STATEMENT OF COMPATIBILITY WITH HUMAN RIGHTS

Prepared in accordance with Part 3 of the Human Rights (Parliamentary Scrutiny) Act 2011

Customs and Auscheck Legislation Amendment (Organised Crime and Other Measures) Bill 2013

This Bill is compatible with the human rights and freedoms recognised or declared in the international instruments listed in section 3 of the Human Rights (Parliamentary Scrutiny) Act 2011 .

An overview of measures in the Bill and their human rights implications is below.

Overview of the Bill

The bill will mitigate vulnerabilities in Australia's aviation and maritime sectors that can be exploited by organised crime through measures to strengthen access controls to Customs places, information and systems and secure areas of ports and airports. The Bill is part of the Government's response to the 2012 report of Joint Agency Task Force Polaris, which is investigating serious and organised crime on the Sydney waterfront, and the PJCLE's 2011 Inquiry into the adequacy of aviation and maritime security measures to combat serious and organised crime .

◆ AIM A
Translate this sentence from the human rights statement into Spanish: "An overview of measures in the Bill and their human rights implications is below."
◆ AIM B
Write out the part of the human rights statement starting at "Overview of the" and ending at "organised crime .".
Rely solely on the human rights statement.

◆ SUPPLIED DATA
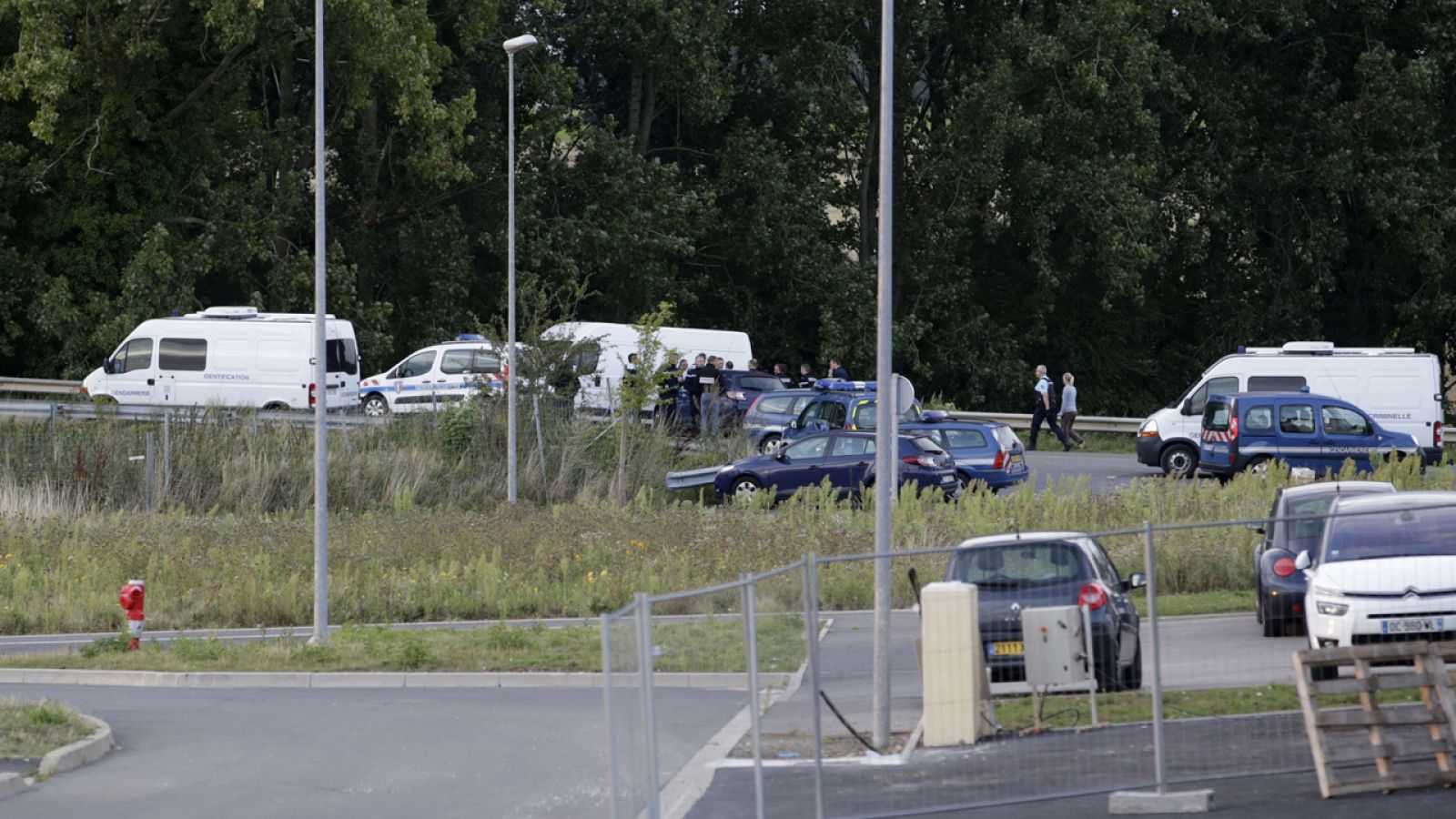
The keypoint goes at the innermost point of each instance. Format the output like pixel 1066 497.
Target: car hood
pixel 1388 576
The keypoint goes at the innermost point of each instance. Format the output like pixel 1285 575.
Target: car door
pixel 1299 442
pixel 1347 433
pixel 133 372
pixel 414 382
pixel 800 465
pixel 849 460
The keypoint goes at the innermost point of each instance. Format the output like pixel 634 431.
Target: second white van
pixel 1397 387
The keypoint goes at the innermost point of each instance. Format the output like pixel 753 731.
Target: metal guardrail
pixel 41 387
pixel 76 410
pixel 692 479
pixel 1085 423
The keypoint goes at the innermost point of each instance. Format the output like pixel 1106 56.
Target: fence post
pixel 812 624
pixel 644 615
pixel 606 704
pixel 167 455
pixel 750 649
pixel 1149 566
pixel 152 472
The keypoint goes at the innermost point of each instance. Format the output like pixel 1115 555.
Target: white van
pixel 601 368
pixel 434 376
pixel 1395 385
pixel 229 358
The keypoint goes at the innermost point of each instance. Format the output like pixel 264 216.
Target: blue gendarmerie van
pixel 1249 430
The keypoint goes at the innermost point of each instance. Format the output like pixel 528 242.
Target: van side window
pixel 1296 419
pixel 1259 420
pixel 135 356
pixel 184 354
pixel 1340 421
pixel 1276 383
pixel 1215 387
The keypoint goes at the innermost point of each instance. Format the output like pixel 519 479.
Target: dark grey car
pixel 1052 569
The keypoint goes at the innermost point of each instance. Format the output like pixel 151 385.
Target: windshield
pixel 1019 566
pixel 1405 532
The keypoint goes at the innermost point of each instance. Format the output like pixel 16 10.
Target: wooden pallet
pixel 1373 733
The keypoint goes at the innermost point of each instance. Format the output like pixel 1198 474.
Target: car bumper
pixel 1150 450
pixel 1380 622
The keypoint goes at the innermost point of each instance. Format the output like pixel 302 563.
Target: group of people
pixel 703 388
pixel 1048 410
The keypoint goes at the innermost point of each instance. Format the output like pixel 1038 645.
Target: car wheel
pixel 1179 460
pixel 746 487
pixel 1133 673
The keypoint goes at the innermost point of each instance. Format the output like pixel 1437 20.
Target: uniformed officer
pixel 1043 410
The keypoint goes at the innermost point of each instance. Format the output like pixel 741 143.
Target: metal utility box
pixel 1055 646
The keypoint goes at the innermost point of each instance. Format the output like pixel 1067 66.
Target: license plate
pixel 1414 625
pixel 1006 649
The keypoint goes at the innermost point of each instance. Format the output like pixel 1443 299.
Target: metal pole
pixel 644 615
pixel 612 729
pixel 812 624
pixel 320 428
pixel 510 278
pixel 541 443
pixel 750 649
pixel 1087 646
pixel 1159 760
pixel 152 472
pixel 885 450
pixel 167 455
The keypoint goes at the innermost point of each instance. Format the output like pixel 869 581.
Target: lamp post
pixel 320 392
pixel 511 47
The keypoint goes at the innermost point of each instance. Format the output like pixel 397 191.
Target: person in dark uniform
pixel 1043 410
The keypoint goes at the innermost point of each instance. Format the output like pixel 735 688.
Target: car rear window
pixel 1216 416
pixel 1407 532
pixel 1019 566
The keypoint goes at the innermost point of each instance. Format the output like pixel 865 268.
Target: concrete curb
pixel 77 753
pixel 371 680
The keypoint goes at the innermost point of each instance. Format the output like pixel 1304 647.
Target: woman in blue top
pixel 1069 410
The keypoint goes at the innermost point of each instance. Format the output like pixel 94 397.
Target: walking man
pixel 1069 411
pixel 1045 411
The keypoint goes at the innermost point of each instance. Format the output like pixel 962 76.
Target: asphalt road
pixel 354 753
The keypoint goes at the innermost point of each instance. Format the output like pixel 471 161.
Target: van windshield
pixel 342 356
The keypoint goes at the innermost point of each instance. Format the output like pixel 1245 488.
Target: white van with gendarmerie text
pixel 230 358
pixel 1397 387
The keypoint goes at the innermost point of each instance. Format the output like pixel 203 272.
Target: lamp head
pixel 519 44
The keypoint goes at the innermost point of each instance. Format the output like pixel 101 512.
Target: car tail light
pixel 1092 595
pixel 928 460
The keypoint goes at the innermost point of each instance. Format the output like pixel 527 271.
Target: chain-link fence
pixel 1188 688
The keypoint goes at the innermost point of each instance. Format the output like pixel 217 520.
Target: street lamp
pixel 511 47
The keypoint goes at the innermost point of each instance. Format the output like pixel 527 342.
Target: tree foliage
pixel 1121 188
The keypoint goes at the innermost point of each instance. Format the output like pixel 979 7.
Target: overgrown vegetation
pixel 62 571
pixel 35 729
pixel 698 646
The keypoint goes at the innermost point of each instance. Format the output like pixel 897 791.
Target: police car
pixel 434 376
pixel 842 405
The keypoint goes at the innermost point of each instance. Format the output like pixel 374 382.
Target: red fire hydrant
pixel 133 599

◆ PROBLEM SOLUTION A
A continuación se presenta un resumen de las medidas del proyecto de ley y sus implicaciones en materia de derechos humanos.

◆ PROBLEM SOLUTION B
Overview of the Bill

The bill will mitigate vulnerabilities in Australia's aviation and maritime sectors that can be exploited by organised crime through measures to strengthen access controls to Customs places, information and systems and secure areas of ports and airports. The Bill is part of the Government's response to the 2012 report of Joint Agency Task Force Polaris, which is investigating serious and organised crime on the Sydney waterfront, and the PJCLE's 2011 Inquiry into the adequacy of aviation and maritime security measures to combat serious and organised crime .